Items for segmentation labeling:
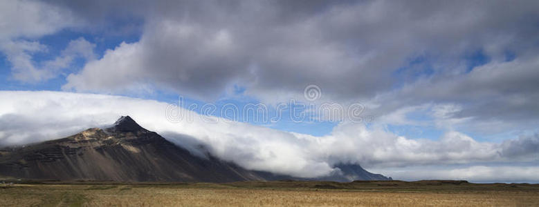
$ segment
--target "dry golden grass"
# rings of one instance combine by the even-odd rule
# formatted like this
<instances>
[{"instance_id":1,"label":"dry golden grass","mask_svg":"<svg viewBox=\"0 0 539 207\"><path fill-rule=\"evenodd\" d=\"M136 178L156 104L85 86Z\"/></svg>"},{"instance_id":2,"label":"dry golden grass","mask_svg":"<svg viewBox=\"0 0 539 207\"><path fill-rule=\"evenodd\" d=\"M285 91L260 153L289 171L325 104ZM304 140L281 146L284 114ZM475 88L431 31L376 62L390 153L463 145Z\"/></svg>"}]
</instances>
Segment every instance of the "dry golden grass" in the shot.
<instances>
[{"instance_id":1,"label":"dry golden grass","mask_svg":"<svg viewBox=\"0 0 539 207\"><path fill-rule=\"evenodd\" d=\"M179 185L31 185L0 189L0 206L539 206L539 191L380 190Z\"/></svg>"}]
</instances>

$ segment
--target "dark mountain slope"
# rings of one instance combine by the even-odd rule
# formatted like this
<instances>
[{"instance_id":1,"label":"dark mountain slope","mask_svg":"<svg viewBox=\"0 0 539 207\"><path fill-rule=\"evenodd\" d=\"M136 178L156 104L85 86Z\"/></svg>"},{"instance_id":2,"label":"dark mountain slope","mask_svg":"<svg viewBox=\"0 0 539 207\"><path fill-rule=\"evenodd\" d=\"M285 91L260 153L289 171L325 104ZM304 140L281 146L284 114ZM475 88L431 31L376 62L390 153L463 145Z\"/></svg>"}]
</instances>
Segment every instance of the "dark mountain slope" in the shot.
<instances>
[{"instance_id":1,"label":"dark mountain slope","mask_svg":"<svg viewBox=\"0 0 539 207\"><path fill-rule=\"evenodd\" d=\"M129 117L112 128L3 151L0 175L27 179L120 181L263 179L237 165L203 159L144 129Z\"/></svg>"},{"instance_id":2,"label":"dark mountain slope","mask_svg":"<svg viewBox=\"0 0 539 207\"><path fill-rule=\"evenodd\" d=\"M116 181L248 180L385 180L358 165L338 165L340 172L314 179L246 170L209 153L194 156L129 116L113 127L90 128L60 139L0 150L0 176L31 179Z\"/></svg>"}]
</instances>

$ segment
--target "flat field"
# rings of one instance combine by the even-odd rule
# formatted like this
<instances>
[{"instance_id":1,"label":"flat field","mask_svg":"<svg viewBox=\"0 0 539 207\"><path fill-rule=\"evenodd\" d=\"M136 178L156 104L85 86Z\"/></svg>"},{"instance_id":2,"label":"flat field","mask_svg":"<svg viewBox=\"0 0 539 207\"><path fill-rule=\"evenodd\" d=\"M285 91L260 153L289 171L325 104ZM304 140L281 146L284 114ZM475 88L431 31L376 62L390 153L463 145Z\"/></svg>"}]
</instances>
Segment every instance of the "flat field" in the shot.
<instances>
[{"instance_id":1,"label":"flat field","mask_svg":"<svg viewBox=\"0 0 539 207\"><path fill-rule=\"evenodd\" d=\"M539 206L539 185L457 181L228 184L35 183L0 188L0 206Z\"/></svg>"}]
</instances>

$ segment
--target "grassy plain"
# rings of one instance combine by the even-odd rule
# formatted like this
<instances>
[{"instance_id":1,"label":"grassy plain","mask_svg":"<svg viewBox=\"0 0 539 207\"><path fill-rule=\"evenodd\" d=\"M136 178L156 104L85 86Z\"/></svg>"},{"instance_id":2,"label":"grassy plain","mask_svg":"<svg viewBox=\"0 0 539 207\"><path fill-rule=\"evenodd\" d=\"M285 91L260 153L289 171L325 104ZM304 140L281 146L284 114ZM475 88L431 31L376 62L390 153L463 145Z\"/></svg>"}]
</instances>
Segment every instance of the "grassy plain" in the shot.
<instances>
[{"instance_id":1,"label":"grassy plain","mask_svg":"<svg viewBox=\"0 0 539 207\"><path fill-rule=\"evenodd\" d=\"M39 183L0 188L0 206L539 206L539 185L455 181Z\"/></svg>"}]
</instances>

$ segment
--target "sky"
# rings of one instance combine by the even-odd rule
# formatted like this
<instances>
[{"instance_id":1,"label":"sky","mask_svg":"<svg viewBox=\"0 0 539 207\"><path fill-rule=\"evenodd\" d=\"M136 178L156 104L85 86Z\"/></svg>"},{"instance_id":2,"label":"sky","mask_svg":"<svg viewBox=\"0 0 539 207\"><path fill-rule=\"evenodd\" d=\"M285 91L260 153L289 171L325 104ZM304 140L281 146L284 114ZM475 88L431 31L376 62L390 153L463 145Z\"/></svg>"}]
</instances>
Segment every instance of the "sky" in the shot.
<instances>
[{"instance_id":1,"label":"sky","mask_svg":"<svg viewBox=\"0 0 539 207\"><path fill-rule=\"evenodd\" d=\"M537 10L0 0L0 146L129 115L248 169L539 183Z\"/></svg>"}]
</instances>

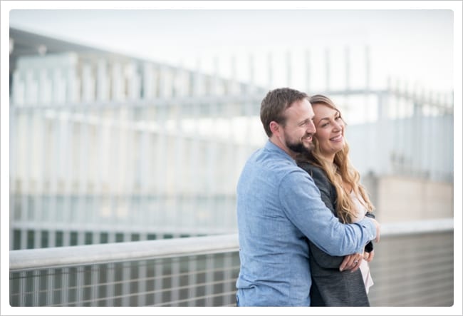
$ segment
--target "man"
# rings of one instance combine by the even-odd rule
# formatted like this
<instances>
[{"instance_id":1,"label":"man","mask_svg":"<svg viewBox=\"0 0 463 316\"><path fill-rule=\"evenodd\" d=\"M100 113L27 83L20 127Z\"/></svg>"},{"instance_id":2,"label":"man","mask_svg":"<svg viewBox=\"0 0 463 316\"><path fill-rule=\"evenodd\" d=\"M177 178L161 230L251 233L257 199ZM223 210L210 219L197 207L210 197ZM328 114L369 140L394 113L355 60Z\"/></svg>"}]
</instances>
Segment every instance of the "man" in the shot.
<instances>
[{"instance_id":1,"label":"man","mask_svg":"<svg viewBox=\"0 0 463 316\"><path fill-rule=\"evenodd\" d=\"M296 164L296 154L313 146L313 116L308 96L296 90L275 89L262 101L269 141L251 156L236 188L238 306L310 306L307 239L331 255L363 253L370 240L379 241L378 222L340 223Z\"/></svg>"}]
</instances>

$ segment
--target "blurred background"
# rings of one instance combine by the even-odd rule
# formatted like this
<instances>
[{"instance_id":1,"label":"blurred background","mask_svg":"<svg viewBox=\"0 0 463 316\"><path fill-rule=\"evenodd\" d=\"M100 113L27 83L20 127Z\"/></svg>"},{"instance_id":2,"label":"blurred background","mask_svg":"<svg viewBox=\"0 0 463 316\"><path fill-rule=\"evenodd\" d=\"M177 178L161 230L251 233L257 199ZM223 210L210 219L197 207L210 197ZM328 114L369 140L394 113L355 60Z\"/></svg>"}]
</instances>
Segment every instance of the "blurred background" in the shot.
<instances>
[{"instance_id":1,"label":"blurred background","mask_svg":"<svg viewBox=\"0 0 463 316\"><path fill-rule=\"evenodd\" d=\"M236 181L266 140L261 99L289 86L348 124L385 228L372 305L452 306L453 26L448 9L10 11L11 305L233 306ZM146 245L178 253L131 257Z\"/></svg>"}]
</instances>

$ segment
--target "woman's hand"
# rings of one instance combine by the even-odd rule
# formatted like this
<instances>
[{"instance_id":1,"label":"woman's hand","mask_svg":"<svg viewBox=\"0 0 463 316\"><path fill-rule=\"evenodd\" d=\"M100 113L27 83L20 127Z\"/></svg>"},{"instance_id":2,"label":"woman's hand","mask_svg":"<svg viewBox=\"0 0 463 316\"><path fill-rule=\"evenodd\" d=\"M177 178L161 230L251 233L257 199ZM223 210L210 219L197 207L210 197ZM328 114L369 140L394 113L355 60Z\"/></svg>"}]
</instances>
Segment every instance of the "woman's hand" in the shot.
<instances>
[{"instance_id":1,"label":"woman's hand","mask_svg":"<svg viewBox=\"0 0 463 316\"><path fill-rule=\"evenodd\" d=\"M363 253L353 253L346 255L339 266L340 271L348 270L355 272L358 269L363 260Z\"/></svg>"},{"instance_id":2,"label":"woman's hand","mask_svg":"<svg viewBox=\"0 0 463 316\"><path fill-rule=\"evenodd\" d=\"M370 253L367 253L366 251L363 253L363 259L365 259L367 263L373 260L373 257L375 257L375 250L371 250Z\"/></svg>"}]
</instances>

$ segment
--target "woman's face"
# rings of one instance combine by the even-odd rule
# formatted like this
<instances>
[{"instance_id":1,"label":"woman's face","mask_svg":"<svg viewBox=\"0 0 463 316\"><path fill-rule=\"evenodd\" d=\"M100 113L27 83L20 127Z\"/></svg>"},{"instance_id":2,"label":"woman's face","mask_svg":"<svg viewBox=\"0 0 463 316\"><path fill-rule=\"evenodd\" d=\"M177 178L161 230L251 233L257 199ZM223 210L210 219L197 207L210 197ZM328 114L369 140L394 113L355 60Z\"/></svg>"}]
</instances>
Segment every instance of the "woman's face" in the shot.
<instances>
[{"instance_id":1,"label":"woman's face","mask_svg":"<svg viewBox=\"0 0 463 316\"><path fill-rule=\"evenodd\" d=\"M323 103L312 105L317 129L314 137L318 141L321 155L333 161L335 154L344 147L344 121L340 113Z\"/></svg>"}]
</instances>

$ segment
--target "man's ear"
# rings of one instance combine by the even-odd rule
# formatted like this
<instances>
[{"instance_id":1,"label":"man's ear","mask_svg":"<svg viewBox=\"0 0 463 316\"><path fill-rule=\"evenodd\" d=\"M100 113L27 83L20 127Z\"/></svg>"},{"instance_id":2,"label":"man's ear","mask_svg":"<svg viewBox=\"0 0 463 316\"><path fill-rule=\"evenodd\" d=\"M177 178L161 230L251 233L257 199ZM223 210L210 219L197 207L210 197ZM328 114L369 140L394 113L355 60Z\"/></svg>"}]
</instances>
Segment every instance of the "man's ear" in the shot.
<instances>
[{"instance_id":1,"label":"man's ear","mask_svg":"<svg viewBox=\"0 0 463 316\"><path fill-rule=\"evenodd\" d=\"M274 121L270 122L270 131L274 135L279 135L280 132L280 125Z\"/></svg>"}]
</instances>

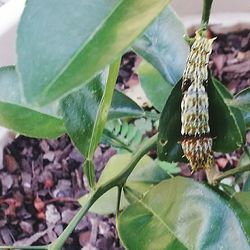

**REQUIRED WORK**
Locate each line above that contains the string "target", and copy every one of those lines.

**IN RESPONSE**
--target "dry golden grass"
--target "dark mountain slope"
--target "flat field"
--target "grassy plain"
--target "sky"
--target "man"
--target "blurred background"
--target "woman's hand"
--target "woman's face"
--target "man's ear"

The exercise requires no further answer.